## start Supplied records

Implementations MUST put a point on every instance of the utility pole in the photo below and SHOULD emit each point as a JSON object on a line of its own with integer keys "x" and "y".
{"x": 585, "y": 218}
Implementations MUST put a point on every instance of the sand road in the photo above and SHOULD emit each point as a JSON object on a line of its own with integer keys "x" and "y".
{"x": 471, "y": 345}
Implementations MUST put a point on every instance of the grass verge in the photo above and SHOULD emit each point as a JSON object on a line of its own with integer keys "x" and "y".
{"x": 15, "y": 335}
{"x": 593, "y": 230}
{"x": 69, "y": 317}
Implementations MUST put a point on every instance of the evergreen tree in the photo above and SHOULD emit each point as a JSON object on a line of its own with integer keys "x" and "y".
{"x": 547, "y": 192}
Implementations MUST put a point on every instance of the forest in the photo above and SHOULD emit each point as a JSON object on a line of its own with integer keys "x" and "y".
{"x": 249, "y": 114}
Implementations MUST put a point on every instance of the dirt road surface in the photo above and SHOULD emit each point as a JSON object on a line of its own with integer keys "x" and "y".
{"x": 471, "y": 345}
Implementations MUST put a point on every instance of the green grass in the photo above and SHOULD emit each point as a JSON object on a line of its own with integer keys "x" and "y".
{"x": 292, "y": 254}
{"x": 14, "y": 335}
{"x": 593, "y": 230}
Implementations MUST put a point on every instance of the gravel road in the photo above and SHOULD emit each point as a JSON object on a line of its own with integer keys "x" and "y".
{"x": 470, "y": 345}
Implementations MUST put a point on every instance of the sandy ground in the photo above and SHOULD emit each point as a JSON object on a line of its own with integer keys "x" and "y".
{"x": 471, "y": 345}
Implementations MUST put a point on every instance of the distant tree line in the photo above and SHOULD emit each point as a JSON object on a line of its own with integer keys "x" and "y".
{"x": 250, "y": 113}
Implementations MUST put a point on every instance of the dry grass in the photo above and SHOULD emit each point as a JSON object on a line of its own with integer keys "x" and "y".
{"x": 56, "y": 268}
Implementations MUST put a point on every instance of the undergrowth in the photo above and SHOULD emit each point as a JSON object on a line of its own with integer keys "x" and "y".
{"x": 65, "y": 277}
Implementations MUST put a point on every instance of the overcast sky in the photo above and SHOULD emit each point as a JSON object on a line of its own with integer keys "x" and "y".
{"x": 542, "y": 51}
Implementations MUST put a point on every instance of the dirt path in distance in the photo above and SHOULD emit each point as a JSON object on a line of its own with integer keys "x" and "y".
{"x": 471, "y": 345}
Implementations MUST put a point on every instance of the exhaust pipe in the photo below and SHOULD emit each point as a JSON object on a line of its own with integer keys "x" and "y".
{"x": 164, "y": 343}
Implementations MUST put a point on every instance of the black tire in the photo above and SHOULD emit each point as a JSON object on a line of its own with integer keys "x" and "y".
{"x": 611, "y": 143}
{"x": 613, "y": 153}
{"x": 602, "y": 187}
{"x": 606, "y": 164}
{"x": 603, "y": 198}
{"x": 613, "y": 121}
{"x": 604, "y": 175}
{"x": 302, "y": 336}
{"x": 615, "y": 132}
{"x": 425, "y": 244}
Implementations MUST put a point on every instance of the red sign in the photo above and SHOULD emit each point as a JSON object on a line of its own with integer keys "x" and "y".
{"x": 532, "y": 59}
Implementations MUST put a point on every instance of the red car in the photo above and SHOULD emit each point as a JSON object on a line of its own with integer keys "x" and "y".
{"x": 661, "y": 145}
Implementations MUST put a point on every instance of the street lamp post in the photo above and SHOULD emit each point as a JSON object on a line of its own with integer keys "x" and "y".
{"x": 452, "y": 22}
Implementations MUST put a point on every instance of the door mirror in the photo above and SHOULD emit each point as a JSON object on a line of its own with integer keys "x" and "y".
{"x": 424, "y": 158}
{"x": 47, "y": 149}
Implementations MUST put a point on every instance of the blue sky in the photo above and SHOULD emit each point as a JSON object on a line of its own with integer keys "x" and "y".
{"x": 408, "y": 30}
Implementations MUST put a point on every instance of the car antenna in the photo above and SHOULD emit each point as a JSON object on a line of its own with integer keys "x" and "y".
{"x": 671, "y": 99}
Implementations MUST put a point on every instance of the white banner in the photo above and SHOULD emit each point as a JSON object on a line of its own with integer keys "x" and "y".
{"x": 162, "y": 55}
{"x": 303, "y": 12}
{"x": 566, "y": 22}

## end Supplied records

- Short task:
Return, word for word, every line from the line with "Implementations MUST put a point on every instance of the blue" to the final line of the data.

- Response:
Implementations MUST put a point on every instance of the blue sky in the photo above and SHOULD emit each point as a JSON object on a line of its own with integer keys "x" and "y".
{"x": 408, "y": 30}
Implementations MUST put a point on every instance of the car antenna in the photo above and SHOULD emit each point as a JSON object on a line of its own with integer keys "x" and "y".
{"x": 671, "y": 99}
Implementations MUST put a point on every instance of the white banner in the photo above and SHOULD emit each point as a JSON object on a line of its own with integer keys "x" and "y".
{"x": 162, "y": 55}
{"x": 303, "y": 12}
{"x": 566, "y": 22}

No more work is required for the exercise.